## [Your task]
In the listing below, write out exactly each line from the first through the one containing "positive clicks: (939, 246)".
++++++++
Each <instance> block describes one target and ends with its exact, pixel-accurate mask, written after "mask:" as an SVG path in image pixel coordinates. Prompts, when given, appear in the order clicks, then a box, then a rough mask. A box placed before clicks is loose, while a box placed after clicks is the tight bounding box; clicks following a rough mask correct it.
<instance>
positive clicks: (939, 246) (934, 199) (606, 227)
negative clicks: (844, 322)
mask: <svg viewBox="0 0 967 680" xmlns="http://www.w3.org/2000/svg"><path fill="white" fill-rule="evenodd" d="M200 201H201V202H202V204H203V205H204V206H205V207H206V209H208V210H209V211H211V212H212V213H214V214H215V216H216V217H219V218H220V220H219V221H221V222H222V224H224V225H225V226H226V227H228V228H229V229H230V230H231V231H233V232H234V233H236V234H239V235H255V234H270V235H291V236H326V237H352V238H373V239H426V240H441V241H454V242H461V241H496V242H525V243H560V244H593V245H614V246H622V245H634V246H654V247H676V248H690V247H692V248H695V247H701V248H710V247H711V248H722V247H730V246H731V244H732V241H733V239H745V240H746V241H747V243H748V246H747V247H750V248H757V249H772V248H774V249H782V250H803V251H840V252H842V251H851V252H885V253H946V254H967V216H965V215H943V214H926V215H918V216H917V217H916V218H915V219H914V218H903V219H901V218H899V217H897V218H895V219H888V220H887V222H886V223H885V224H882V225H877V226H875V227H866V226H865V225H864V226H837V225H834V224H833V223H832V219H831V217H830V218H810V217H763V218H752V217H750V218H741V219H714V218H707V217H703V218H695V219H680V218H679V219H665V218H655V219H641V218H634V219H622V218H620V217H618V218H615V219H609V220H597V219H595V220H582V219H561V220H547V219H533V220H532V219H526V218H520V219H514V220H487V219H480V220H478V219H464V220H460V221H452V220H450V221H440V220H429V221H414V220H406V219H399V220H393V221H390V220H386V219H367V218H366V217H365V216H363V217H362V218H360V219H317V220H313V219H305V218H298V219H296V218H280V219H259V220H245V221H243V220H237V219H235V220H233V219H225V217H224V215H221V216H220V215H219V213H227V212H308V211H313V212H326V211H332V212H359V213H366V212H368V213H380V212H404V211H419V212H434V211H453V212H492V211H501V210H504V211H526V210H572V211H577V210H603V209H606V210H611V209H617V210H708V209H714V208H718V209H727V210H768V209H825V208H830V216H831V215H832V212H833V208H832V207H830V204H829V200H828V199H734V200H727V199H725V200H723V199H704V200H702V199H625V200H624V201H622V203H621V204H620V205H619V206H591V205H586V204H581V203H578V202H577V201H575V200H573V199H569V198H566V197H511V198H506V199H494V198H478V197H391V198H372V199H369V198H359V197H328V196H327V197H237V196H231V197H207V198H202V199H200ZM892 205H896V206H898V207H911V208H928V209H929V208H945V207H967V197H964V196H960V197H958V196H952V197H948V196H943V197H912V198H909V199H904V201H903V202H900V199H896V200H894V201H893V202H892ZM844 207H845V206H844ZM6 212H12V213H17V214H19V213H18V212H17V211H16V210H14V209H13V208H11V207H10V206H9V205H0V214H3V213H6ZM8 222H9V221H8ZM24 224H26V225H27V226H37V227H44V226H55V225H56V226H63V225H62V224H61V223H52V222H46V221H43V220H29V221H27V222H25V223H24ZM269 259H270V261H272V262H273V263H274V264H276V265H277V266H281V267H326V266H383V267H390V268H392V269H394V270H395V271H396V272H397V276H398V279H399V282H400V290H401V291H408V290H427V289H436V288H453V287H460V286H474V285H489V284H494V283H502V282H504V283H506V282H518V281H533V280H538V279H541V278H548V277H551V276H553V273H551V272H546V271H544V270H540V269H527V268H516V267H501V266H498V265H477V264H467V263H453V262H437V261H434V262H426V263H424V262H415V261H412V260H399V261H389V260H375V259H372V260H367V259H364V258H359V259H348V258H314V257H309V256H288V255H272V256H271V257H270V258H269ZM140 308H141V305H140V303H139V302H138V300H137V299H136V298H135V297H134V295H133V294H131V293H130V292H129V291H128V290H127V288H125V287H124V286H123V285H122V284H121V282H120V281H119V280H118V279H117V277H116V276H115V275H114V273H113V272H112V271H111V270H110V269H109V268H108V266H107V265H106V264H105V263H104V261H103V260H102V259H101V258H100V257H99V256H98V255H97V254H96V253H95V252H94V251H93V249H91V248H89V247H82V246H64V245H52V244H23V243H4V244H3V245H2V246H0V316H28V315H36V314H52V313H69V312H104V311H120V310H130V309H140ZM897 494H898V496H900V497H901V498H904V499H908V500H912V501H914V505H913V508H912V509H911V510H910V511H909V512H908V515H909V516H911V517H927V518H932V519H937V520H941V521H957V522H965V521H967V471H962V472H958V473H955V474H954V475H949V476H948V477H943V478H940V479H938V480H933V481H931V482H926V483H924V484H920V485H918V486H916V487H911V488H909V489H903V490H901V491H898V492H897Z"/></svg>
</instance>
++++++++
## [Answer to this problem]
Each <instance> block describes one target and ends with its exact, pixel-accurate mask, written after "mask:" as an SVG path in image pixel coordinates. Prompts, when given, appear in the order clicks, then a box, then a rough mask. A box placed before clicks is loose, while a box placed after clicks is the tight bounding box; clicks following a rough mask correct it.
<instance>
positive clicks: (939, 246) (934, 199) (606, 227)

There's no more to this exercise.